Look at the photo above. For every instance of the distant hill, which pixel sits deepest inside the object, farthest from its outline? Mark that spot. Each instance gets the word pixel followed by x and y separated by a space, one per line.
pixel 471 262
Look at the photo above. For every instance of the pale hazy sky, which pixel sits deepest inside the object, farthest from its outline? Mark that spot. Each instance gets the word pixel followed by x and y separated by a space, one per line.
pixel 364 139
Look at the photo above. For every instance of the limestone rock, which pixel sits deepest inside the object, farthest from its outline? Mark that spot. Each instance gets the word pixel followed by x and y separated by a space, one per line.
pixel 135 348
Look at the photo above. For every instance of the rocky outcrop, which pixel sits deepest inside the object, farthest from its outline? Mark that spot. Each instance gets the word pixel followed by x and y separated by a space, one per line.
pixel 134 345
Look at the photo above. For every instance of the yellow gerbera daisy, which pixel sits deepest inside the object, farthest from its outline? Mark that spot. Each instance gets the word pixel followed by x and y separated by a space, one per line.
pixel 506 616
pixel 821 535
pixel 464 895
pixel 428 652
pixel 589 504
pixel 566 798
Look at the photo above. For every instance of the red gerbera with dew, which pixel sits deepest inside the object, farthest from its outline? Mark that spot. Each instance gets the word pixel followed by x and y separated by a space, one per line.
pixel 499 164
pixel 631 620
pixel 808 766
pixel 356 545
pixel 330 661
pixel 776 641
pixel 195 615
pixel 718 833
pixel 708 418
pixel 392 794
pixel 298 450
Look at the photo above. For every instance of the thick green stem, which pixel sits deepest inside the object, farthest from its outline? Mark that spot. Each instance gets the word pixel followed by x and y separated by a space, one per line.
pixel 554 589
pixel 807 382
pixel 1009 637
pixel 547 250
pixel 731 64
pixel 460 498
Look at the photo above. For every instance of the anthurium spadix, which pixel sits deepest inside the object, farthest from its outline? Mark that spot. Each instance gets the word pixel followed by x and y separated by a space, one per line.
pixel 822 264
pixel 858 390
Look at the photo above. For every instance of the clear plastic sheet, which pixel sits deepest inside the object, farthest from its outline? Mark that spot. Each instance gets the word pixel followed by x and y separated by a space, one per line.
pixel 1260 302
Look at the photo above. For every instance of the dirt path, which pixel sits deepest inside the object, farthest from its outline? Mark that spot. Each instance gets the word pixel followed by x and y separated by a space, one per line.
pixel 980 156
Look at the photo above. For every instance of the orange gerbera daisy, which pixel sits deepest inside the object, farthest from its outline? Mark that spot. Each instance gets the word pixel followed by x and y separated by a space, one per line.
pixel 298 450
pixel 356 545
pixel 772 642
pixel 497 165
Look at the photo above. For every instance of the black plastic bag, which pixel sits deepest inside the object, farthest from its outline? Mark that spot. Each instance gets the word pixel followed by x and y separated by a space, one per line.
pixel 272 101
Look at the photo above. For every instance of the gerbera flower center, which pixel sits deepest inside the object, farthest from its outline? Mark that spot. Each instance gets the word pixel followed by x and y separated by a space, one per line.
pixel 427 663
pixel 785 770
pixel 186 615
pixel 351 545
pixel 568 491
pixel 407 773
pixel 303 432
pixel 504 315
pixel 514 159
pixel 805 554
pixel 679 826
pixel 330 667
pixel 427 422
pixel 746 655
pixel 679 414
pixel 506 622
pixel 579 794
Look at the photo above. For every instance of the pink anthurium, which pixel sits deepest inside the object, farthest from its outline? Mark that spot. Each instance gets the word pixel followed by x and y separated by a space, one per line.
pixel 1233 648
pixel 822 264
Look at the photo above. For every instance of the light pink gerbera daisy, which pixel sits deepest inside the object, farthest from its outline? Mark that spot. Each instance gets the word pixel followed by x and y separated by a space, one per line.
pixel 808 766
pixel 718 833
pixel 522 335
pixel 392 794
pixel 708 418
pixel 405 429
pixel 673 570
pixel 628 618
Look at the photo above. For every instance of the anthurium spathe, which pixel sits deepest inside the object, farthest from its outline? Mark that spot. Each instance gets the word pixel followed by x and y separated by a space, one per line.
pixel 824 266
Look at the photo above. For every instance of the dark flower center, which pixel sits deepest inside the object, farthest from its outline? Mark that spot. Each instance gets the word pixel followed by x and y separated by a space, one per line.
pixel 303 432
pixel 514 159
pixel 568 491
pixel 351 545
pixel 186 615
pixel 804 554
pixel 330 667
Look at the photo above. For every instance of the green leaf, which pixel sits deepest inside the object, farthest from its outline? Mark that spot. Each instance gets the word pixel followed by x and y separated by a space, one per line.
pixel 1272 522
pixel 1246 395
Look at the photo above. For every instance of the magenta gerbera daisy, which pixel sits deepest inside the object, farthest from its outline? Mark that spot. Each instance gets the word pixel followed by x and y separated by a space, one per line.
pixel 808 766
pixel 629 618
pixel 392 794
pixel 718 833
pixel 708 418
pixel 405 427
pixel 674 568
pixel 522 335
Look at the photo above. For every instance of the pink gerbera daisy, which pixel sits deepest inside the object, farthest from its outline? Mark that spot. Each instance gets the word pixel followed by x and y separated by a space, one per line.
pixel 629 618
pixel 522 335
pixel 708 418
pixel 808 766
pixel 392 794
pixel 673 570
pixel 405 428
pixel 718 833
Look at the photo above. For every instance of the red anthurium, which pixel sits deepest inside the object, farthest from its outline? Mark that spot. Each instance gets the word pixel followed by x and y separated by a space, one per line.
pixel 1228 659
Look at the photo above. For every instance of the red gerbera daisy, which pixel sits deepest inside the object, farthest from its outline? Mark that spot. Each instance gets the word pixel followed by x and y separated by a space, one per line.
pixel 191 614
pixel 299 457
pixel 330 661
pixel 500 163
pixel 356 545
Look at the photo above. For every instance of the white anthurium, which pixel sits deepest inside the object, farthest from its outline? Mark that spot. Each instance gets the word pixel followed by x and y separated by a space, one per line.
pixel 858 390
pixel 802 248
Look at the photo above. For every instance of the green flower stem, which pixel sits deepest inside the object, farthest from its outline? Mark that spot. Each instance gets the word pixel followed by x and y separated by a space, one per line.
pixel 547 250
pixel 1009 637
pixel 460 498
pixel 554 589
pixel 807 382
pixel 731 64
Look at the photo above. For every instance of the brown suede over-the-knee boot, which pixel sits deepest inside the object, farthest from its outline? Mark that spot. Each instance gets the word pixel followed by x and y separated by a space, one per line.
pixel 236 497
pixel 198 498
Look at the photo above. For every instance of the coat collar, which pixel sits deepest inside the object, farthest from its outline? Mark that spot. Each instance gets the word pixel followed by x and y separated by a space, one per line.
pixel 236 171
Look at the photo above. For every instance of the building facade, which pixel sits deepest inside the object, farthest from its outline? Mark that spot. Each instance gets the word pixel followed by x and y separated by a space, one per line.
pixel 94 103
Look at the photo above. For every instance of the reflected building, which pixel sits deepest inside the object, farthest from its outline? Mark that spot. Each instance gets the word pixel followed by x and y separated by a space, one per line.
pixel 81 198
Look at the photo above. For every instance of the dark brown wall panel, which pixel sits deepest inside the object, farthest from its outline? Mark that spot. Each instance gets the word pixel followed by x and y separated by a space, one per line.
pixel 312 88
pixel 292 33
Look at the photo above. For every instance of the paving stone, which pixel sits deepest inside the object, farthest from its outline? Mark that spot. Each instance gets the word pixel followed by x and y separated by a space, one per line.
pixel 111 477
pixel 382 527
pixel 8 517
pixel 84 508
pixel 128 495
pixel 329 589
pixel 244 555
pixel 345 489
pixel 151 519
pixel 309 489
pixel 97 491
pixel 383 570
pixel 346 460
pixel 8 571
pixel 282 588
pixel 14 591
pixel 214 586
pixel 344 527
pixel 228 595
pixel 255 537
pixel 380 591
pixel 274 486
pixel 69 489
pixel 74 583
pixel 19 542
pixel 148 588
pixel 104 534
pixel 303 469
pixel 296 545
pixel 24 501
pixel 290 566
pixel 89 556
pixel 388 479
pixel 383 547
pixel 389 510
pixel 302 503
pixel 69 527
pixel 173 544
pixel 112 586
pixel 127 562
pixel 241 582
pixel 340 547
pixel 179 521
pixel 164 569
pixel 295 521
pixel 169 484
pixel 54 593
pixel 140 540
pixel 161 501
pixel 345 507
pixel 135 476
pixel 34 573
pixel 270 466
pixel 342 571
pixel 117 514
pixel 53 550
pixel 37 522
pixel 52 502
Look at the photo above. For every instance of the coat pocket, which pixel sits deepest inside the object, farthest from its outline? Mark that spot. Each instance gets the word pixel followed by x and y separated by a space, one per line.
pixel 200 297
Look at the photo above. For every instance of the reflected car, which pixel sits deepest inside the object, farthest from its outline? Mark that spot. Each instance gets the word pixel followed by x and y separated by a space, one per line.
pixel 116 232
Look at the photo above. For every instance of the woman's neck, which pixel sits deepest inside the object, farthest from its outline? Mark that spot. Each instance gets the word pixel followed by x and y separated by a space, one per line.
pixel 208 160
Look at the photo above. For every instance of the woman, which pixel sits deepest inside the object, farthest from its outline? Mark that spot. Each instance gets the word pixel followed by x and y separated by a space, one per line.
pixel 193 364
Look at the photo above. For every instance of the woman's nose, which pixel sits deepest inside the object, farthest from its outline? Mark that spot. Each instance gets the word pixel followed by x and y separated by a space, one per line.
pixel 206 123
####
:: Set task ::
Rewrite the items starting at the very first one and ending at the line that contains "pixel 134 345", substituting "edge" for every "outline" and leaving everything else unchanged.

:: Result of the task ::
Look at the photo above. For every instance of the distant hill, which pixel sits deepest inside the object, farthest from its edge? Mark that spot. Each instance gets the word pixel followed by x and y separated by a space, one per line.
pixel 471 262
Look at the photo above. For every instance of the pale hazy sky, which pixel sits deepest inside the object, farthest from its edge? Mark that spot. Each instance gets the word pixel followed by x and y separated by a space, one per line.
pixel 364 139
Look at the photo above. For every instance of the limestone rock, which pixel sits deepest inside the object, farthest from its edge? Mark that spot. Each instance gets the word pixel followed by x and y separated by a space, one per line.
pixel 135 348
Look at the photo above. For every instance of the rocky outcrop, which pixel sits deepest inside the object, farthest from its edge? Mark that spot. Each instance gets the word pixel followed by x and y separated by a space, one per line.
pixel 134 345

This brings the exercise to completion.